Sex death and flat pack furniture

Sex death and flat pack furniture
Explorations of narrative through lens and book
A forum for Artists and Photographers to respond / re-act/ consider their practice in relation to ideas and concepts around narrative/ non-linear/ non-conventional narrative forms.

The intention of sxdeathfpfurniture is to help generate ideas; speculative approaches; creative interpretations around the notion of Storytelling. The exhibition celebrates the creative act that encourages questions and propositions, not dogma, about both the lens and narrative models.

FILM: BOULDER

Watch the film, click here:
http://www.media-arts.mmu.ac.uk/Streamers/moviegrey.php?file=bouldernest.mp4

This Film - first shown at the Whitworth Art Gallery, has been re-edited to work as a multi screen presentation within a gallery context
20,000 years ago, during the last great Ice Age, a boulder was carried by glacial ice from Borrowdale in Cumbria, and deposited in the clay basin on which Manchester is now built. During the 1940's this unusually large glacial erratic was discovered and excavated close to the Whitworth Art Gallery in Manchester and then moved a short distance north where it was up righted and sited as a monument in the University of Manchester's Quadrangle. The boulder has remained quietly out of the way and undisturbed in it's new position, blending into the surrounding architecture.
Connecting the Whitworth Art Gallery and the University Quadrangle is a powerful line of energy (lay line), which extends northwards through the city centre and on to Borrowdale. This lay line travels directly underneath the 'Oxford Road Corridor' which now houses the UK's greatest concentration of universities.
With assistance from a Psycho-Geographer, Geomancers and an Earth Healer, the film explores and reveals the powerful influence that the boulder is having on the seat of learning and surrounding area.
The film celebrates the power of monument, and treads the fine line between truth, myth and the overwhelming density of institution.

◇ ◇ ◇ ◇ ◇ ◇ ◇

* [To do]
- a) In the exhibition text, where was the boulder carried from by glacial ice?
- b) Convert the rows below, everything from their start down to the line containing "positive clicks: (250, 129)", into a Markdown table with the columns No. and Line. Number each line, omit blank lines, and leave the pictures out.

Items in a dataset:
◇ ◇ ◇ ◇ ◇ ◇ ◇

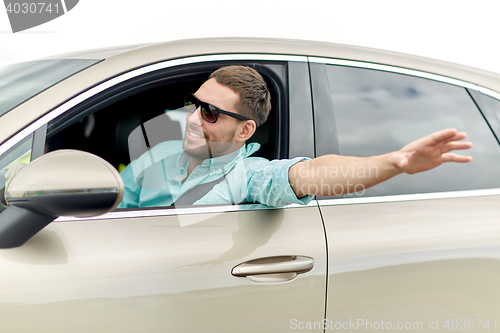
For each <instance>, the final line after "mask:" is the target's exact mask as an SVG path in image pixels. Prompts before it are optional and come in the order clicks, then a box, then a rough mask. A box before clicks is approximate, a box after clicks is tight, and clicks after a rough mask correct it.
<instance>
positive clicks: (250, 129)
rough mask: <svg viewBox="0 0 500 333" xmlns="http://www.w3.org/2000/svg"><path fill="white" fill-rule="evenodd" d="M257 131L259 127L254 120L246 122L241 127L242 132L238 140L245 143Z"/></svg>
mask: <svg viewBox="0 0 500 333" xmlns="http://www.w3.org/2000/svg"><path fill="white" fill-rule="evenodd" d="M256 129H257V125H256V124H255V121H253V120H245V121H244V122H243V123H242V124H241V127H240V131H239V133H238V136H237V138H236V139H237V140H238V141H241V142H245V141H247V140H248V139H250V138H251V137H252V135H253V134H254V133H255V130H256Z"/></svg>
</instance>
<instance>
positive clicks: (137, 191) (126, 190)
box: [117, 163, 141, 208]
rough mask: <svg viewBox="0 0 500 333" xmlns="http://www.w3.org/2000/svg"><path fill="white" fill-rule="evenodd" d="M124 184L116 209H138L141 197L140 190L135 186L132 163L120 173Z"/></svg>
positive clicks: (137, 187) (136, 184) (140, 191)
mask: <svg viewBox="0 0 500 333" xmlns="http://www.w3.org/2000/svg"><path fill="white" fill-rule="evenodd" d="M120 176H121V177H122V179H123V183H124V184H125V191H124V193H123V199H122V201H121V202H120V204H119V205H118V207H117V208H135V207H139V203H140V202H139V201H140V196H141V188H140V187H139V186H138V185H137V183H136V181H135V177H134V172H133V169H132V163H130V164H129V165H128V166H127V167H126V168H125V169H123V171H122V172H121V173H120Z"/></svg>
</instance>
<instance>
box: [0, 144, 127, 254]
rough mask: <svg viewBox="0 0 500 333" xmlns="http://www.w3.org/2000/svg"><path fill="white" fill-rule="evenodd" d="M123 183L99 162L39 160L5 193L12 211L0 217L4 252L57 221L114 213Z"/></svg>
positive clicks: (87, 156)
mask: <svg viewBox="0 0 500 333" xmlns="http://www.w3.org/2000/svg"><path fill="white" fill-rule="evenodd" d="M123 192H124V185H123V180H122V178H121V176H120V174H119V173H118V171H116V169H115V168H114V167H113V166H112V165H111V164H109V163H108V162H106V161H105V160H103V159H102V158H100V157H97V156H95V155H92V154H90V153H86V152H82V151H77V150H57V151H54V152H51V153H49V154H46V155H43V156H41V157H40V158H37V159H36V160H34V161H33V162H31V163H30V164H28V165H27V166H26V167H25V168H23V169H22V170H21V171H20V172H19V173H18V174H17V175H15V176H14V178H13V179H12V181H11V183H10V184H9V186H8V188H7V189H6V195H5V196H6V199H7V201H9V203H10V206H9V207H8V208H7V209H5V210H4V211H3V212H2V213H1V214H0V248H11V247H16V246H21V245H23V244H24V243H25V242H26V241H27V240H28V239H30V238H31V237H32V236H33V235H35V234H36V233H37V232H38V231H40V230H41V229H43V228H44V227H45V226H46V225H47V224H49V223H50V222H52V221H53V220H55V219H56V218H57V217H59V216H81V217H85V216H95V215H100V214H104V213H106V212H109V211H111V210H113V209H115V208H116V207H117V206H118V204H119V203H120V201H121V200H122V198H123Z"/></svg>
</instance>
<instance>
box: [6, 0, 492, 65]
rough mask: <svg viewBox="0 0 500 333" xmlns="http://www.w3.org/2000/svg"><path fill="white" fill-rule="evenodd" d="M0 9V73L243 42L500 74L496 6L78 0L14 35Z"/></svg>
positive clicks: (447, 3)
mask: <svg viewBox="0 0 500 333" xmlns="http://www.w3.org/2000/svg"><path fill="white" fill-rule="evenodd" d="M2 7H3V8H2V9H1V10H0V66H3V65H6V64H9V63H13V62H20V61H26V60H31V59H35V58H39V57H43V56H48V55H53V54H58V53H66V52H71V51H77V50H84V49H91V48H100V47H108V46H118V45H128V44H141V43H152V42H161V41H169V40H177V39H186V38H200V37H224V36H229V37H232V36H243V37H281V38H292V39H307V40H316V41H327V42H334V43H343V44H353V45H361V46H368V47H372V48H379V49H386V50H392V51H398V52H403V53H410V54H415V55H421V56H426V57H431V58H436V59H441V60H446V61H451V62H456V63H460V64H465V65H469V66H473V67H478V68H482V69H486V70H490V71H494V72H499V73H500V61H499V60H500V46H499V45H498V38H497V34H498V33H499V31H500V29H499V19H498V15H499V13H500V1H498V0H477V1H475V2H471V1H467V2H466V1H463V0H453V1H452V0H433V1H431V0H420V1H401V0H377V1H373V0H349V1H339V0H321V1H320V0H307V1H305V0H250V1H235V0H183V1H170V0H142V1H132V0H105V1H103V0H80V1H79V3H78V4H77V6H76V7H75V8H73V9H72V10H71V11H69V12H67V13H66V14H65V15H63V16H61V17H59V18H57V19H55V20H53V21H50V22H47V23H45V24H43V25H40V26H38V27H35V28H32V29H29V30H26V31H23V32H18V33H15V34H13V33H12V31H11V28H10V24H9V20H8V17H7V13H6V11H5V7H4V6H3V5H2Z"/></svg>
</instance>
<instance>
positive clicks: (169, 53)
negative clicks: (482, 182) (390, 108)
mask: <svg viewBox="0 0 500 333" xmlns="http://www.w3.org/2000/svg"><path fill="white" fill-rule="evenodd" d="M222 53H260V54H283V55H298V56H314V57H324V58H335V59H347V60H355V61H363V62H370V63H376V64H384V65H391V66H397V67H403V68H409V69H414V70H419V71H424V72H429V73H433V74H439V75H443V76H447V77H450V78H455V79H459V80H463V81H467V82H471V83H474V84H479V85H482V86H484V87H486V88H489V89H492V90H495V91H497V92H500V74H498V73H494V72H489V71H486V70H482V69H478V68H474V67H469V66H465V65H460V64H456V63H452V62H447V61H442V60H437V59H431V58H426V57H421V56H415V55H410V54H404V53H399V52H393V51H387V50H380V49H373V48H367V47H361V46H354V45H345V44H335V43H326V42H315V41H305V40H291V39H275V38H236V37H233V38H203V39H186V40H177V41H169V42H163V43H155V44H137V45H128V46H117V47H110V48H102V49H96V50H86V51H81V52H73V53H68V54H63V55H57V56H51V57H48V58H46V59H96V60H102V59H106V60H107V62H108V64H109V65H111V64H110V63H111V62H113V63H115V64H116V65H119V64H122V65H123V66H125V68H127V69H130V68H136V67H140V66H144V65H147V64H151V63H156V62H159V61H164V60H168V59H176V58H183V57H188V56H196V55H208V54H222ZM117 67H122V66H117ZM117 69H118V68H117Z"/></svg>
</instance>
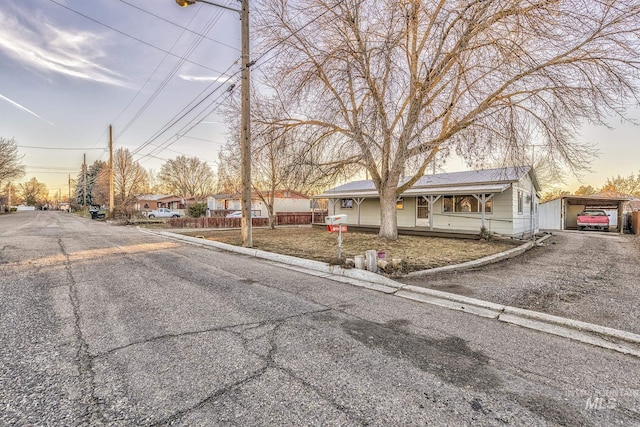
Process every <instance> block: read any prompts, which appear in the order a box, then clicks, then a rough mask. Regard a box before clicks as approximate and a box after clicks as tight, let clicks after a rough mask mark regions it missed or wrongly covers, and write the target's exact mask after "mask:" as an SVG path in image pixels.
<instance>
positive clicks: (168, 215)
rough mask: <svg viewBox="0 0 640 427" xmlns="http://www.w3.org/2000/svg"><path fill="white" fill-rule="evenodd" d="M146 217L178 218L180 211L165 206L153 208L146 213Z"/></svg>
mask: <svg viewBox="0 0 640 427" xmlns="http://www.w3.org/2000/svg"><path fill="white" fill-rule="evenodd" d="M147 217H148V218H180V212H176V211H172V210H171V209H167V208H158V209H154V210H152V211H151V212H149V213H148V214H147Z"/></svg>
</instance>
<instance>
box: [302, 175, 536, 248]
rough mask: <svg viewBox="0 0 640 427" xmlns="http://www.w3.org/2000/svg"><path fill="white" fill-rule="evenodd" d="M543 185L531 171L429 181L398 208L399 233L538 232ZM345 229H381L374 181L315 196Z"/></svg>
mask: <svg viewBox="0 0 640 427" xmlns="http://www.w3.org/2000/svg"><path fill="white" fill-rule="evenodd" d="M539 192H540V185H539V184H538V180H537V178H536V175H535V173H534V172H533V171H532V170H531V168H530V167H529V166H521V167H509V168H500V169H488V170H479V171H468V172H453V173H442V174H434V175H425V176H423V177H422V178H420V179H419V180H418V182H416V183H415V184H414V185H413V186H412V187H411V188H410V189H408V190H406V191H405V192H404V193H403V194H400V196H399V197H398V200H397V202H396V209H397V220H398V227H399V228H416V229H422V230H431V231H450V232H456V231H458V232H479V231H480V229H481V228H482V227H485V228H486V229H487V230H488V231H489V232H490V233H498V234H503V235H506V236H525V235H531V234H532V231H533V232H534V233H535V232H537V231H538V210H537V208H538V201H539ZM314 198H317V199H328V200H329V205H328V206H329V214H330V215H338V214H346V215H347V223H348V224H352V225H361V226H377V227H379V226H380V198H379V195H378V192H377V191H376V189H375V187H374V184H373V182H372V181H355V182H350V183H347V184H344V185H341V186H339V187H335V188H332V189H330V190H327V191H325V192H324V193H323V194H320V195H318V196H315V197H314Z"/></svg>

◇ ◇ ◇ ◇ ◇ ◇ ◇

* [Task-by-task answers]
- a) Borrowdale in Cumbria.

- b)
| No. | Line |
|---|---|
| 1 | For each <instance>, the final line after "mask:" is the target's exact mask as an SVG path in image pixels. Prompts before it are optional and come in the order clicks, then a box, then a rough mask. A box before clicks is approximate, a box after clicks is tight, and clicks after a rough mask correct it. |
| 2 | <instance> |
| 3 | positive clicks: (250, 129) |